--- start of Provided information ---

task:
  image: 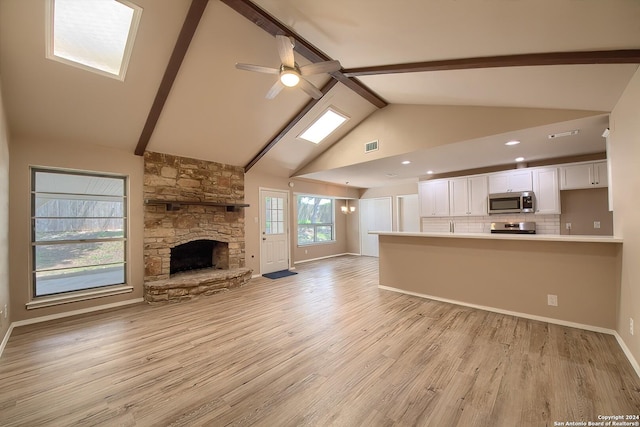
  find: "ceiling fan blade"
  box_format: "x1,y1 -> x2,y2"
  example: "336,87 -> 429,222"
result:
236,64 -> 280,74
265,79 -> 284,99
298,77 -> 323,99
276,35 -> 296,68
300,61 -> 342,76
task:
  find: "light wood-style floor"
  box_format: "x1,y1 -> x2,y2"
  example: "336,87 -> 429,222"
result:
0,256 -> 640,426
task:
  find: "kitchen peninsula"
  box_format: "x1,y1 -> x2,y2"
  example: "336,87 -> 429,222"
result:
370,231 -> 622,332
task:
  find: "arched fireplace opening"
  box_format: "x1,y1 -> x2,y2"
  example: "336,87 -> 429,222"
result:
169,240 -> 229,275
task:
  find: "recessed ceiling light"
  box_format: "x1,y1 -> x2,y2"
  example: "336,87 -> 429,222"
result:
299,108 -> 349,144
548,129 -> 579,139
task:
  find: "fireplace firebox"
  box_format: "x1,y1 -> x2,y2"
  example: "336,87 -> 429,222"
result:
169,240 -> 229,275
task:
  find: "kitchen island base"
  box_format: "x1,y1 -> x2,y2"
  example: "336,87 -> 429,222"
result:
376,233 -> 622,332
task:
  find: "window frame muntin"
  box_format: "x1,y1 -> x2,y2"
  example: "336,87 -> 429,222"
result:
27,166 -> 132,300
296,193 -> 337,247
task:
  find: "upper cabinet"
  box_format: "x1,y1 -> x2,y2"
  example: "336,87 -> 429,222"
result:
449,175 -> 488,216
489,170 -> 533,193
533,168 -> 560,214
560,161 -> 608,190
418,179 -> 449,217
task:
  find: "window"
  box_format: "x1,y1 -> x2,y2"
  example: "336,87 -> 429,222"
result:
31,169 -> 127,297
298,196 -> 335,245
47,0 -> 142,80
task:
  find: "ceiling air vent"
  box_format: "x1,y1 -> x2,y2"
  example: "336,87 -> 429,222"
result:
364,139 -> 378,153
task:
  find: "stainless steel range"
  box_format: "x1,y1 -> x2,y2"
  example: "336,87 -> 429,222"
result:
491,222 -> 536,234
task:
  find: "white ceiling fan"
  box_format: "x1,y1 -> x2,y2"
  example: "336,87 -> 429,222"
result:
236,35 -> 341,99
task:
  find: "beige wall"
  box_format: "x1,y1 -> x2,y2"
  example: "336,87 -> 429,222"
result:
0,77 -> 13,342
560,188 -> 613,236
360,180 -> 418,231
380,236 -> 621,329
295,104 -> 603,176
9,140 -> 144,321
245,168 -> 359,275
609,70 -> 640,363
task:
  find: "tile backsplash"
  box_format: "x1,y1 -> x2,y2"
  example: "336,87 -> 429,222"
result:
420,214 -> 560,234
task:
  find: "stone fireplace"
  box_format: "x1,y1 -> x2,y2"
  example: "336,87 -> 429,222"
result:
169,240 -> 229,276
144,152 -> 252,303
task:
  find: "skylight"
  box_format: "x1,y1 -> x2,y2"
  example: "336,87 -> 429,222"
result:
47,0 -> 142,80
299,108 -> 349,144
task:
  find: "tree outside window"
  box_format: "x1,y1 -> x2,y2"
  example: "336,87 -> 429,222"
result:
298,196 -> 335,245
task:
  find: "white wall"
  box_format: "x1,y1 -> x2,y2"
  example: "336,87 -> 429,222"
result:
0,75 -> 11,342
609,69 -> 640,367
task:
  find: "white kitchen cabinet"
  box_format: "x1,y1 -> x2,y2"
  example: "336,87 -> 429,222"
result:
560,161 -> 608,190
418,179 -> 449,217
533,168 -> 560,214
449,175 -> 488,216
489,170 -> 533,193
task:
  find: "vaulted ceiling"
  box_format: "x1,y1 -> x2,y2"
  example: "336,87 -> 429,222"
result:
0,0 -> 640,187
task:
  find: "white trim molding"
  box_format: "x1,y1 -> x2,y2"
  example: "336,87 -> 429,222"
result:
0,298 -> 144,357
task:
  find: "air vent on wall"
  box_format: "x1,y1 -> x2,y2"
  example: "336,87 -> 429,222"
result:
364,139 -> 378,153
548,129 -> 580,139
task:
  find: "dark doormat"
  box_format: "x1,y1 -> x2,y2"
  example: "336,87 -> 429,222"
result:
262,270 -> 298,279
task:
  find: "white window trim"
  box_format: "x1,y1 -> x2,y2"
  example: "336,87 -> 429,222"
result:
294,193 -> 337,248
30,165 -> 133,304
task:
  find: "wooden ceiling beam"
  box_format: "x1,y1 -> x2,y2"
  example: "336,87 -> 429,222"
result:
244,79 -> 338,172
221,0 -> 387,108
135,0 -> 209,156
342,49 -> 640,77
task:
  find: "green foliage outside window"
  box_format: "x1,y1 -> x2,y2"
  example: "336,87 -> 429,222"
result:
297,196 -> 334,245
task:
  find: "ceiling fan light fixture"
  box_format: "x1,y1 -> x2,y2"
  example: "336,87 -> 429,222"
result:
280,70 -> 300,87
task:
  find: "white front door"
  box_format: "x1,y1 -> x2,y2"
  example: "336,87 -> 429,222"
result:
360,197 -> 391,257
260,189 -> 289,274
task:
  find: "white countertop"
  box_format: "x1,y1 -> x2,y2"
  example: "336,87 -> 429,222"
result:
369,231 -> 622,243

--- end of Provided information ---
--- start of Provided information ---

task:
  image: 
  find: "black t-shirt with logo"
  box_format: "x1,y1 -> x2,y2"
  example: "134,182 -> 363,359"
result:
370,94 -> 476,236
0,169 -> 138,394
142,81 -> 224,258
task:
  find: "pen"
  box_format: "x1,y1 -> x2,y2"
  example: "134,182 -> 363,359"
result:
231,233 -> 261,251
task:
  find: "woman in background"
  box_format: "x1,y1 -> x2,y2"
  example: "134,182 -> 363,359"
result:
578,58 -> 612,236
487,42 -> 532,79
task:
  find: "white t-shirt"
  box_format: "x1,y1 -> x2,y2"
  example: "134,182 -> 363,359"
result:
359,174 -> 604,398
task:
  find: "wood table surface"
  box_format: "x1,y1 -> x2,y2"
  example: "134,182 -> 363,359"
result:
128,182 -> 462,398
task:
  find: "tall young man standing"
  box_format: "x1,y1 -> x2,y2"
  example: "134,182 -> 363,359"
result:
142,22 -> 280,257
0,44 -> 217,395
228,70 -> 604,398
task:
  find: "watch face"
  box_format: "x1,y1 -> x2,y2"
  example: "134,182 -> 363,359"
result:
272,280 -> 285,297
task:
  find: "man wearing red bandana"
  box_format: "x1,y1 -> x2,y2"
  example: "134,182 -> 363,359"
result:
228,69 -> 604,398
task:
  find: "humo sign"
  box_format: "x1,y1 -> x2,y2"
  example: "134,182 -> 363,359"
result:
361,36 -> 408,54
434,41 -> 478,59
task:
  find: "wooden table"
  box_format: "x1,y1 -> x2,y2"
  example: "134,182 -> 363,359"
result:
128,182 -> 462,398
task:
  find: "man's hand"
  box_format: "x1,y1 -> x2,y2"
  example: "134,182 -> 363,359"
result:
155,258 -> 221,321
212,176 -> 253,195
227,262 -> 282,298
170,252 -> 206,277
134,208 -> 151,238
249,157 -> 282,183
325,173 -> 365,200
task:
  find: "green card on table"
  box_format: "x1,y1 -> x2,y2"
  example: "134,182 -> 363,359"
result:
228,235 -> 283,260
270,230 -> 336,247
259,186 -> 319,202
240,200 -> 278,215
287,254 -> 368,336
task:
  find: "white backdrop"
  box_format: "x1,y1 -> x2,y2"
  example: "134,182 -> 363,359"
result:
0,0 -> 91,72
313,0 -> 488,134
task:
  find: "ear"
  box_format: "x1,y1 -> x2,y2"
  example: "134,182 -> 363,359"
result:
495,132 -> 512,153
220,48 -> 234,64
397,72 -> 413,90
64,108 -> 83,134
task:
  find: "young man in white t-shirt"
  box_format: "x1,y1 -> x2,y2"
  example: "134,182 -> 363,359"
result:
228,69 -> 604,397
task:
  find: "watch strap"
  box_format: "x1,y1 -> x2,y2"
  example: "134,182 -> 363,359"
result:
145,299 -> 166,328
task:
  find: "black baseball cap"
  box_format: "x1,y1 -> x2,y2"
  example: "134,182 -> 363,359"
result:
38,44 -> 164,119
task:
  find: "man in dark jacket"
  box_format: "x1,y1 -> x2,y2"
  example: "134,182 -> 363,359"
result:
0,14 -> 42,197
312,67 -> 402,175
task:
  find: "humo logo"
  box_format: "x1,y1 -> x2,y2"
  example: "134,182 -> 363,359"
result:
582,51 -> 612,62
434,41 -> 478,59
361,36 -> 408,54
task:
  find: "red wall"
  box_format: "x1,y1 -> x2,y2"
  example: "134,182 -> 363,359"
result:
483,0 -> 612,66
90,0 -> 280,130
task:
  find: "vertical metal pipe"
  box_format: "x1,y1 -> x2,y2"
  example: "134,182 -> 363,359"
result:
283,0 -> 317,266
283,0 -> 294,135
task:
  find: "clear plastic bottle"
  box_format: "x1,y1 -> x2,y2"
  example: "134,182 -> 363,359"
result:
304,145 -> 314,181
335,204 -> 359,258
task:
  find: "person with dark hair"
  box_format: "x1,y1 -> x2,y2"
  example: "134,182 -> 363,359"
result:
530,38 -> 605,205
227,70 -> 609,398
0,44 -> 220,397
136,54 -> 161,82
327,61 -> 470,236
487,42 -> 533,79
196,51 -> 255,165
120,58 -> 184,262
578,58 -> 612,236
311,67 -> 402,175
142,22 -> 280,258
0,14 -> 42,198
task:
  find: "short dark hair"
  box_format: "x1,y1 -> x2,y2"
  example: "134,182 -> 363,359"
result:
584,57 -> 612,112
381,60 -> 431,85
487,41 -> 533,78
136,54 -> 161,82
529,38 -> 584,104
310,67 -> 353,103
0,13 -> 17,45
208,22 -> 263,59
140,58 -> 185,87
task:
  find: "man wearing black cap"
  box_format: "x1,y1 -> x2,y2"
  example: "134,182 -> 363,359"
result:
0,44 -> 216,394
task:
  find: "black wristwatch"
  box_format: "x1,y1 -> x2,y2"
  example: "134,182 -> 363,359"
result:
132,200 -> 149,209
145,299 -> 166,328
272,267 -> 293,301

--- end of Provided information ---

List every line in the rows that contains the string "trim".

  find: "white trim molding"
  find: "white window trim"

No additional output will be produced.